Region pointing data:
-*-
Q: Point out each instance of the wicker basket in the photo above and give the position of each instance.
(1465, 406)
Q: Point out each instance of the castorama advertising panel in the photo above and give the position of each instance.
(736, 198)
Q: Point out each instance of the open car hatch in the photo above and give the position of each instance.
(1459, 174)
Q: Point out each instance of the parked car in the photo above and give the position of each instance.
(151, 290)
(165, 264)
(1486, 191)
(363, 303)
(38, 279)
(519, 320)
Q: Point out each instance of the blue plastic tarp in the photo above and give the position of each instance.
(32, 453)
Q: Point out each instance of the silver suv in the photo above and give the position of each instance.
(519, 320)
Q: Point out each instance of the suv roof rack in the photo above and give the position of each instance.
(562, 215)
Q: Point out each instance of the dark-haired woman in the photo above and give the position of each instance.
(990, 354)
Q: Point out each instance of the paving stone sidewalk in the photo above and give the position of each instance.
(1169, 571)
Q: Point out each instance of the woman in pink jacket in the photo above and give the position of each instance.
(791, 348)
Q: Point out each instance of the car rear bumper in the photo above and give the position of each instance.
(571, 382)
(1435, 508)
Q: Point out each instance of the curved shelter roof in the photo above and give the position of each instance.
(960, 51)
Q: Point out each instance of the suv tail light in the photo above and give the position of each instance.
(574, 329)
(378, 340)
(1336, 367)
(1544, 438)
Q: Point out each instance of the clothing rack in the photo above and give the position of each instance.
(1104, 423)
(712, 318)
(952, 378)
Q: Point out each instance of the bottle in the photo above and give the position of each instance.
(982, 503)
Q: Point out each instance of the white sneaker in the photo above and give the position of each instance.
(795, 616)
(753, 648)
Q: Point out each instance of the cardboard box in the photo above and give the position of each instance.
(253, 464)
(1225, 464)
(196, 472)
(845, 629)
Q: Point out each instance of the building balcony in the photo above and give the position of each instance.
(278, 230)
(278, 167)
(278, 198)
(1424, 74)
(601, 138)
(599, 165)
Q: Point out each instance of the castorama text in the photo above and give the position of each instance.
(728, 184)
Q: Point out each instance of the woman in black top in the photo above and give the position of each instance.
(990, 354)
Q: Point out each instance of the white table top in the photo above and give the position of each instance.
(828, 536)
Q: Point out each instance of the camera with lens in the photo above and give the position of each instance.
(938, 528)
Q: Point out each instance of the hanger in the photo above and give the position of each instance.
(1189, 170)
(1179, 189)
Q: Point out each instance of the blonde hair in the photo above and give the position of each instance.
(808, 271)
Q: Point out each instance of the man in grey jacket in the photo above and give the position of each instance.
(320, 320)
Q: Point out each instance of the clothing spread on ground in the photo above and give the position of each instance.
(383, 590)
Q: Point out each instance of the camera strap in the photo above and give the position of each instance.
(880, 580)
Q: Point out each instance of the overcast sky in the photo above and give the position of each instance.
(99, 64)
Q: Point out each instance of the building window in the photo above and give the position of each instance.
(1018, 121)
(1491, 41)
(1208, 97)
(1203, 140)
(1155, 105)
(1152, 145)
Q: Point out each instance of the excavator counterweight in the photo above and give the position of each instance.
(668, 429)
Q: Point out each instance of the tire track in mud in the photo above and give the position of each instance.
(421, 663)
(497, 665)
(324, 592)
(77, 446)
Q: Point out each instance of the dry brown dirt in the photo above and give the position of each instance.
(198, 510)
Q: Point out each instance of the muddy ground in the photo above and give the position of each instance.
-*-
▶ _What this task involves_
Set all of the data down again exactly.

▶ _The answer_
Q: Point out each instance of the wicker basket in the photo above and give the position of each instance.
(1465, 406)
Q: Point out each instance of the castorama advertising panel in the photo above and give the position of each instance.
(736, 198)
Q: Point out each instance of the open car hatch in the photo above and give the position of each instance.
(1459, 174)
Q: Point out each instance of the parked car in the photo above and give the position of each instance.
(151, 290)
(165, 264)
(1486, 191)
(363, 303)
(38, 279)
(519, 320)
Q: Point out each instance of the blue plastic tarp in the photo above and give the position of each instance.
(32, 453)
Q: Point out each instance of the silver suv in the photo above and give the position of each instance.
(519, 320)
Q: Point out each instance of the suv roof rack in the photo above and give the position of each instance.
(562, 215)
Q: Point out each instance of the dark-haired woman in the photo above and give the position of each instance.
(990, 354)
Q: Point out each instance of the paving stone sidewalk in the photo above and give the position of each instance.
(1169, 571)
Q: Point out each instance of the woman in pink jacket in the photo above and give the position of each instance.
(791, 348)
Q: Point out each instance of the car rear bumper in the photo above and give the position of each instance.
(571, 382)
(1435, 508)
Q: Point out each instance of the curved shelter roof in the photo above and give the position of each instance.
(960, 51)
Q: Point out each instance of the suv tail light in the photo above and give the position of each instance.
(574, 329)
(378, 340)
(1336, 367)
(1544, 438)
Q: Point out each instance of the clothing rack in the photo above and give the position of each instance.
(1104, 423)
(712, 318)
(952, 378)
Q: Point out each instance of the bottle in the photo above and give the position of each instance.
(982, 503)
Q: Point out each instance of the white sneaker in the photo above and give the position of each instance.
(795, 616)
(753, 648)
Q: Point out each instance of the cardboard box in the photo above and give the position of each instance.
(253, 464)
(1225, 464)
(196, 472)
(845, 629)
Q: Point out each instance of the building balcony in the photo above and give the position of each instance.
(278, 230)
(278, 167)
(278, 198)
(1424, 74)
(601, 138)
(599, 165)
Q: Point out each instance of the castorama text in the photo above and give the position of each instance.
(728, 184)
Q: Point out each instance of the woman in black top in the photo above and give the position of each instance.
(990, 354)
Q: Point out each instance of the white table top in the photo above and give the position of each instance.
(828, 536)
Q: Point out each instance of the camera with lens in the photo above and give the position of each instance.
(938, 528)
Q: Point out each instance of the hanger in the photo above and give the position of each instance.
(1189, 170)
(1179, 189)
Q: Point out each instance of the blonde hair in the photo above and give the position of each instance.
(808, 271)
Q: Point out each instance of the man in grey jacket in the photo above and give the position of each instance.
(320, 320)
Q: Point out each instance of the clothing spread on ground in the photo above and give the position of each instance.
(383, 590)
Q: Point out each instance of the camera strap in the photo above and give the position of each instance.
(880, 580)
Q: Point out each instance of the overcast sky in the photo above and give the position of each instance.
(99, 64)
Q: Point out each instance of the building window in the photo above and give the position of each instance.
(1018, 121)
(1491, 41)
(1208, 97)
(1203, 140)
(1155, 105)
(1152, 145)
Q: Point out each instance of the excavator counterweight in the photo above and give the position of each instance.
(668, 429)
Q: Point out each instance of the tire track in mud in the photo above and give the position of each instance.
(421, 663)
(497, 665)
(324, 592)
(77, 446)
Q: Point out each instance of the dry brown dirt in the photo above and give the position of each instance.
(198, 510)
Q: Point out each instance of the muddy ground in the photo above and give the position of each instance.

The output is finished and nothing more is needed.